Task goal:
Copy every item below word for word.

:: Given data

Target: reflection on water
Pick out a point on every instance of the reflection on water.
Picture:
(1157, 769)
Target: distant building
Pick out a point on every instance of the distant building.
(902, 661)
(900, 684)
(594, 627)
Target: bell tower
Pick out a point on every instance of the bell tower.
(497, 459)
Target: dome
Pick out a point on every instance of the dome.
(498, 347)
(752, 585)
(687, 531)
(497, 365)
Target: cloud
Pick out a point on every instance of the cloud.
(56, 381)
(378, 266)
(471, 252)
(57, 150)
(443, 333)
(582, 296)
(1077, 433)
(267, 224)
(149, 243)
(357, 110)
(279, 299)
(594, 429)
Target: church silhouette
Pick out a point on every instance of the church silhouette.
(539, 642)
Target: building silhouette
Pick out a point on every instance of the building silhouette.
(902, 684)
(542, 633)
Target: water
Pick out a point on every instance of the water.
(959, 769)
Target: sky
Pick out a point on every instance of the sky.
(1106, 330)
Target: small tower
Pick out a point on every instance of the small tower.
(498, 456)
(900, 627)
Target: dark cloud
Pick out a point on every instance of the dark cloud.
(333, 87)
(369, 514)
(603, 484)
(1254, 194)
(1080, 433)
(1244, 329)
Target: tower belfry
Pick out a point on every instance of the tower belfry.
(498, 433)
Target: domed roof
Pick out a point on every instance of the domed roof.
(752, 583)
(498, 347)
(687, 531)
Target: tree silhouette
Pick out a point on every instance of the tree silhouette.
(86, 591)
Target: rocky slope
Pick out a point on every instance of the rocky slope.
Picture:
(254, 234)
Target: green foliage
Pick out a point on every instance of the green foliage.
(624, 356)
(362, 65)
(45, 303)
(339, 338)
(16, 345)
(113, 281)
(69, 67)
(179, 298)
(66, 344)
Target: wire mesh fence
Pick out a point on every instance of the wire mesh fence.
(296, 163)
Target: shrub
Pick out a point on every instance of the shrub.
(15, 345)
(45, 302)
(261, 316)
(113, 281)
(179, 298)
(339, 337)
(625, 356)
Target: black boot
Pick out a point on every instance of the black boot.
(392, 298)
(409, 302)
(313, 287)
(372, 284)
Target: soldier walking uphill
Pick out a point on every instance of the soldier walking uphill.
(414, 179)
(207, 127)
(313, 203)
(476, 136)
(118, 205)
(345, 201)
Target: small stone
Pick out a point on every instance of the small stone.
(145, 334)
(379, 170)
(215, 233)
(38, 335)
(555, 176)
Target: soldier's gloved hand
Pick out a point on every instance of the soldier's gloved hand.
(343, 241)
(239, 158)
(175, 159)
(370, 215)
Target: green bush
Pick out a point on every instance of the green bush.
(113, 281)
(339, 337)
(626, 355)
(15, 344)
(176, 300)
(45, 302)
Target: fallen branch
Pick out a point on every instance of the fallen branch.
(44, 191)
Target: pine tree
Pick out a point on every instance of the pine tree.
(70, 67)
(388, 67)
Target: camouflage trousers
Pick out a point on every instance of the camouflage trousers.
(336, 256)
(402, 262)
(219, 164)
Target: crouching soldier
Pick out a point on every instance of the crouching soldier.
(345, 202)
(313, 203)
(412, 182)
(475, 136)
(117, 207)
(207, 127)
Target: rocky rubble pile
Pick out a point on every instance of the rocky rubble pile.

::::

Written answer:
Target: reflection on water
Pick out a point on every instance of the reflection on water.
Picture:
(1157, 769)
Target: distant building
Pick out a point on every instance of the distant building.
(902, 661)
(900, 684)
(594, 627)
Target: bell tower
Pick out a point on every instance of the bell tower.
(497, 459)
Target: dome
Pick out a point on every instance of the dome.
(498, 347)
(752, 585)
(687, 531)
(497, 365)
Target: cloud
Pick out a point on every instance of the cloud.
(56, 381)
(378, 266)
(471, 252)
(57, 150)
(443, 333)
(582, 296)
(1077, 433)
(267, 224)
(149, 243)
(357, 110)
(279, 299)
(594, 429)
Target: church silhouette
Pick out a point on every instance of the church silhouette.
(539, 642)
Target: building silhouette
Pick out a point on every instance of the building silhouette.
(902, 684)
(542, 633)
Target: water
Pick out a point on every instance of the water.
(959, 769)
Target: sky
Pick out a point on every instance of the sky.
(1106, 330)
Target: small tower
Pick out a point on every instance of the small tower.
(498, 456)
(900, 627)
Target: dark cloud
Pick out a point on every instance of the dark cloud.
(333, 87)
(369, 514)
(603, 484)
(1254, 194)
(1080, 433)
(1244, 329)
Target: tower belfry
Pick out a point on every instance of the tower belfry.
(498, 433)
Target: domed roof
Pick out a point on every instance of the domed roof.
(752, 583)
(498, 347)
(687, 531)
Target: tree silhouette
Pick out a point on every instance of the tree silhouette.
(86, 591)
Target: rocky slope
Pick out a point on every instance of the rocky slope.
Picture:
(254, 234)
Target: green foliage
Pick out a point on every instance of the green foliage.
(624, 356)
(362, 65)
(45, 303)
(339, 338)
(16, 345)
(113, 281)
(69, 67)
(179, 298)
(66, 344)
Target: wire mesh fence
Pick out a point on every instance of the wire mesh fence.
(296, 163)
Target: shrub
Pick out a point on every instance of the shrub.
(15, 345)
(45, 302)
(261, 316)
(113, 281)
(179, 298)
(339, 337)
(625, 356)
Target: black boot
Pick out a point on every instance of the black boot.
(392, 298)
(409, 302)
(313, 287)
(372, 284)
Target: soldier walking uphill
Pick out a point on every instance of the soldier walking uphill.
(414, 179)
(207, 127)
(313, 203)
(476, 136)
(118, 205)
(345, 201)
Target: small stone
Pick out a point on every instance of the small stone.
(145, 334)
(379, 170)
(215, 233)
(38, 335)
(555, 176)
Target: soldier's gloved hand
Pick out a point on every instance of the soldier's gloved hand.
(343, 241)
(239, 158)
(175, 159)
(370, 215)
Target: green bush
Pick out a point on every instance of the green bush.
(113, 281)
(339, 337)
(626, 355)
(15, 344)
(176, 300)
(45, 302)
Target: fallen branch
Pick out a point on every instance of the fallen branch.
(44, 191)
Target: pine tree
Pick out a point on every instance of the pine tree.
(70, 67)
(388, 67)
Target: camouflage trousers
Pick out a point on every instance of the camouflage trousers.
(336, 256)
(402, 262)
(219, 164)
Target: crouching soldier
Pick out a point on every instance of the crouching soldier.
(345, 202)
(313, 203)
(412, 182)
(475, 136)
(117, 207)
(207, 127)
Target: rocky rubble pile
Pick out a point on every instance of the rocky rubble pile.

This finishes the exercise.